**Work task 1**
In the biography of Marie Baker, take the part that opens with the words containing "Marie Baker (born" and closes with "2018 to 2019.", and write it out again with "High Court" switched to "Circuit Court".
**Work task 2**
Proceed with the biography of Marie Baker, picking up right after its final sentence.
*** Document excerpt ***
Marie Baker (born 6 February 1954) is an Irish judge who has served as a Judge of the Supreme Court of Ireland since December 2019. She previously served as a Judge of the High Court from 2014 to 2018 and a Judge of the Court of Appeal from 2018 to 2019.

Early career
Baker was educated at University College Cork, where she received BA, MA and BCL degrees. She later attended and studied at the King's Inns and became a barrister in 1984 and a senior counsel in 2004. Her practice predominantly focused on commercial law, conveyancing, family law and litigation. She specialised on cases involving the National Asset Management Agency towards the end of her career as a barrister. She was a member of the Study Group on Pre-nuptial Agreements, which reported to the Minister for Justice, Equality and Law Reform in 2007. She has previously acted as a part-time commissioner of the Law Reform Commission and lectured in several areas of law.
*** Input data ***
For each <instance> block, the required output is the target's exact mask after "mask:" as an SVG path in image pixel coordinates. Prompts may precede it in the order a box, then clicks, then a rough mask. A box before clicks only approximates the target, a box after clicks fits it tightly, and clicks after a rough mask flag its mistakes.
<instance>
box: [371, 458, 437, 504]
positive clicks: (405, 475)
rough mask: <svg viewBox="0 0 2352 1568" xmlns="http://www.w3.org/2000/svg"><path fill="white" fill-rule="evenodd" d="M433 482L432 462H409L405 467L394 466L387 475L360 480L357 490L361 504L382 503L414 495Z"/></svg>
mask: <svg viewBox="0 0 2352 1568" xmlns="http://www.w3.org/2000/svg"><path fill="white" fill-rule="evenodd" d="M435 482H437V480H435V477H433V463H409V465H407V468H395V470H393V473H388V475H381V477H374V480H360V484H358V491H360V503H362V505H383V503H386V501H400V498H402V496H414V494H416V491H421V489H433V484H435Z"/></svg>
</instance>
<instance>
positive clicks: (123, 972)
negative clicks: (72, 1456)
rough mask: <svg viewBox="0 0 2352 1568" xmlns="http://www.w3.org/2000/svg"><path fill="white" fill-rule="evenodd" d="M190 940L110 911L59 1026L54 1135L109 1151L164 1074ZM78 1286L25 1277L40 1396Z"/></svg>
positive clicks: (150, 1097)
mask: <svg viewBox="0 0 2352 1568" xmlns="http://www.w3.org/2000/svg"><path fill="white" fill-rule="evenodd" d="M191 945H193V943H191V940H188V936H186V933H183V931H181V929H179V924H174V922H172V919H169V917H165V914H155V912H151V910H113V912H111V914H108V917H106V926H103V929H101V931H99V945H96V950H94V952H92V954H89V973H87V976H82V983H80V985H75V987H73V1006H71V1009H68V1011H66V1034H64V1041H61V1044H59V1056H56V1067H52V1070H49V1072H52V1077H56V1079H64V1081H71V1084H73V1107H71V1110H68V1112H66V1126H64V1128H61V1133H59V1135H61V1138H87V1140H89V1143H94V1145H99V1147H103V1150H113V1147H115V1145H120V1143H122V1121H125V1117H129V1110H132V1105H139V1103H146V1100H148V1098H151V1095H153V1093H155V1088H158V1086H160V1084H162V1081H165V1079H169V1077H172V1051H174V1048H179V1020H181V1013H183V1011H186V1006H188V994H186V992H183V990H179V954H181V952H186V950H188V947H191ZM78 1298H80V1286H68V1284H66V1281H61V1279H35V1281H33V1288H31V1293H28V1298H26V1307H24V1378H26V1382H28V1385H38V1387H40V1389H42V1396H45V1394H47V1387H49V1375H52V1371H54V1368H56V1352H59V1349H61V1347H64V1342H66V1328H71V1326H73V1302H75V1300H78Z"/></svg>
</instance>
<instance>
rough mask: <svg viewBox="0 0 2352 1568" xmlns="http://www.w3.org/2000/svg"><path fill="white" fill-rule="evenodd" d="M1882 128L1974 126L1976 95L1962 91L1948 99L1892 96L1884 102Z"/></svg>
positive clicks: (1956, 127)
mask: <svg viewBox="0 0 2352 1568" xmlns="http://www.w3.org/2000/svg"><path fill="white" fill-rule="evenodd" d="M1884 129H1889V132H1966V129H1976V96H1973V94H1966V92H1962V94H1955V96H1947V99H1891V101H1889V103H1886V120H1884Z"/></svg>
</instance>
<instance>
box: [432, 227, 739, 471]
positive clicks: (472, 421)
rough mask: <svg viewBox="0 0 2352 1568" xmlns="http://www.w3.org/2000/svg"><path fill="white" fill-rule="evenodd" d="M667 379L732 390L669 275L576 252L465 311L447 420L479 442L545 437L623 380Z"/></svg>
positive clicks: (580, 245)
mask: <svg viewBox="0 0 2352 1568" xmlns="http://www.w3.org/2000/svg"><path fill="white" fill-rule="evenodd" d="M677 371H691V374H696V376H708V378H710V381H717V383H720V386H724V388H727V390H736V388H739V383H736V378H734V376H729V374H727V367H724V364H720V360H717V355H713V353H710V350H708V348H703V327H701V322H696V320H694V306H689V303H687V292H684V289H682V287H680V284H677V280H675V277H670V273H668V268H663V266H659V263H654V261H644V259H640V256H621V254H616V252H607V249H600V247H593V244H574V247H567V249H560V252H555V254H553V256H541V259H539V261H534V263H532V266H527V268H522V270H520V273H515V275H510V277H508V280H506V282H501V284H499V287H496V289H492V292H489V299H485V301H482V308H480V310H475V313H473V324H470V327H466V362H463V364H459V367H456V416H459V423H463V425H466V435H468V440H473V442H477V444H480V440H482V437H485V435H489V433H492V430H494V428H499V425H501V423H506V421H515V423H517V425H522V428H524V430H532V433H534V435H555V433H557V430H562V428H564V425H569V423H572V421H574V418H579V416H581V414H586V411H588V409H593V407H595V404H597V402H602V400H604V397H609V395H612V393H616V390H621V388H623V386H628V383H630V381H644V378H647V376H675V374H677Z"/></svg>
***
**Answer section 1**
Marie Baker (born 6 February 1954) is an Irish judge who has served as a Judge of the Supreme Court of Ireland since December 2019. She previously served as a Judge of the Circuit Court from 2014 to 2018 and a Judge of the Court of Appeal from 2018 to 2019.

**Answer section 2**
Judicial career

High Court
She was appointed to the High Court in January 2014. She sat in on a three-judge division of the High Court in December 2014 in the case of PP v. HSE.

Court of Appeal
Baker was elevated to the Court of Appeal in June 2018. She holds a statutory position as the designated judge for the purpose of two acts: the Interception of Postal Packets and Telecommunications Messages (Regulation) Act 1993 and the Communications (Retention of Data) Act 2011. In this role she produces an annual report for the Oireachtas. She also communicates with the Taoiseach in relation to privacy and interception of communications issues.

Supreme Court
She was appointed to the Supreme Court in December 2019. Her appointment followed the retirement of Susan Denham in 2018. Her first sitting on the court occurred on 16 January 2020, marking the first time four women had sat together on the Supreme Court.

Baker is the Assigned Judge for the Irish courts for the purpose of supervising the use of personal data while courts act in their judicial capacity.

References

Living people
High Court judges (Ireland)
Alumni of University College Cork
1954 births
21st-century Irish judges
20th-century Irish lawyers
Irish women judges
Judges of the Court of Appeal (Ireland)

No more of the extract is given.